__DIRECTIONS FOR THIS TASK__. Please select every line in the listing below that contains the string "brick". Letter case matters.

Source listing:
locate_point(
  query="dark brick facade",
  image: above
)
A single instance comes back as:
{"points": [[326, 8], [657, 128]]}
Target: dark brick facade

__FULL RESPONSE__.
  query="dark brick facade",
Target: dark brick facade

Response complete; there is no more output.